* Extract provided
This whole week is going to be dedicated to getting BaWaaJige to heel off leash every place. We are starting tomorrow in Walker. I hope it isnt as cold as today was at training. it was -4 but the wind was like -15 or so. Walker is right on the lake so it is even colder. 

Everyone at training today said they thought Jige could pass the upland test if he will walk off leash. He does everything else perfectly. ( I hope to have pictures by the end of the week).


----------



## K9-Design (Jan 18, 2009)

I think you guys (Hotel and Sail) are using the term CAST REFUSAL incorrectly.
Although it's a bit of a misnomer a "Cast refusal" is when a dog is given a cast, and begins to move, but in the wrong direction. He is refusing your correct cast. So if you cast back and he goes over that's a cast refusal. 
Refusing to move when given a cast is something different and really doesn't have a good name that everyone uses, but freezing is a good one. 
So with that in mind, cast refusals ARE commonly treated with indirect pressure via sit-nick-sit (or attrition). Using a sit-nick-sit on a dog who is freezing on a cast in my opinion doesn't work very well. The dog tries HARDER to SIT and thus, moves less! 
So having said all that, Lise do you mean she is freezing when you are giving casts or is she giving you lots of cast refusals (taking bad casts)?


----------



## K9-Design (Jan 18, 2009)

Today was our club trial -- an okay day! Highs and lows for us.
Started out with Fisher in the "open" and frankly it sucked. It was a big double, retired memory bird and flyer for the go-bird. Pick up flyer, run a blind deep of and through the flyer AOF, then pick up memory bird. It was like Fisher looked out there and said "Crap you're not really going to make me run that far are you?" He jogged out there, got his flyer, came back, took a great line for the blind and COMPLETELY broke down in the flyer AOF, I had to call him in. I moved way up and sent him again to the blind which he did without any fanfare. OF course by then he completely forgot the memory bird, we just had the guy re-throw it. Fisher was like ugg, spare me.

So we hastily retreat to the car and drive over the "qual." Which really was just a big open master setup with white coats. Triple with long punch bird retired, flyer as the go bird, then a double blind outside the marks. 

I ran Slater first, you had the option of the memory bird retiring or not. Being that he's done about 5 triples in his whole life I had him stay out. Well Slater did awesome. Just ran right to the falls and hunted them up. He also did lovely on the blinds which was great! I felt really good about that.

(Collected data)
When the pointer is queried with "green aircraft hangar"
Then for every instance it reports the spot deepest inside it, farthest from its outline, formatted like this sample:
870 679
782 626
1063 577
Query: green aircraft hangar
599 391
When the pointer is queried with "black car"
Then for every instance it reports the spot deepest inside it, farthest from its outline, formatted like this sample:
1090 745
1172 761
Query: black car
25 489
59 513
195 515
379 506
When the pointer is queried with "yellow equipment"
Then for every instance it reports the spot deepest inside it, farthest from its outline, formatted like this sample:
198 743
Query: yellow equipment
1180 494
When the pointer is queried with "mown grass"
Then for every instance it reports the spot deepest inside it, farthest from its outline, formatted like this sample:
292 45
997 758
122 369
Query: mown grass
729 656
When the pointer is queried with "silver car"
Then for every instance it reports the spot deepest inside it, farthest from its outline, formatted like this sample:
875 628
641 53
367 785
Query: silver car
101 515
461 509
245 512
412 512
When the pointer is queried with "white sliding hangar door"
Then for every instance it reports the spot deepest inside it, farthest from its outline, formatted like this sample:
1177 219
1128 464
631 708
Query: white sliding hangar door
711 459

* Given instruction 1
Using the dog training thread, say whether each statement agrees with it: (a) a cast refusal means the dog doesn't move at all when given a cast; (b) Walker is right on the lake; (c) when sent again to the blind, Fisher ran it without trouble. Give yes or no for each, with the words from the thread that decide it.
* Given instruction 2
According to the dog training thread, about how many triples had Slater done in his whole life?
* Given instruction 3
Pick up the dog training thread where it stops and keep going.

* Right answer 1
(a) No: "a "Cast refusal" is when a dog is given a cast, and begins to move, but in the wrong direction."
(b) Yes: "Walker is right on the lake so it is even colder."
(c) Yes: "I moved way up and sent him again to the blind which he did without any fanfare."

* Right answer 2
About 5.

* Right answer 3
Then later on, Fisher's turn, it was like he did a sigh of relief that this was much more do-able. He pretty much did the triple with his eyes closed (even crept a little on the flyer -- go Fishie) and one-whistled both blinds. All in a day's work. I didn't go back for the water marks in the Open, enough was enough.
Well 
I only ran Slater in the water, they had a triple but I had them just throw two marks as a double. We are having some really weird stuff with water. UGG I will say that Slater does understand clearly he must leave and get in the water. However his confidence is low at this point. Because of that I haven't done any decheating with him. This sucks. The go-bird was straight across the water probably 100 yards, when I sent him he sorta crept out a few feet and did a head-fake toward the water, never did turn around, pop, come back, whatever, but a few stutter-steps, then cheated around a good portion of the pond, swam through the narrow channel at the end, got out ran around and got his bird. Memory bird was basically on that same line across the channel so no swimming there either. The only good news was he did the water blind really well. My goal the next two weeks are to do the most successful water singles ever and just get his attitude up. 
So anyways, there you have it!


----------



## GoldenSail (Dec 30, 2008)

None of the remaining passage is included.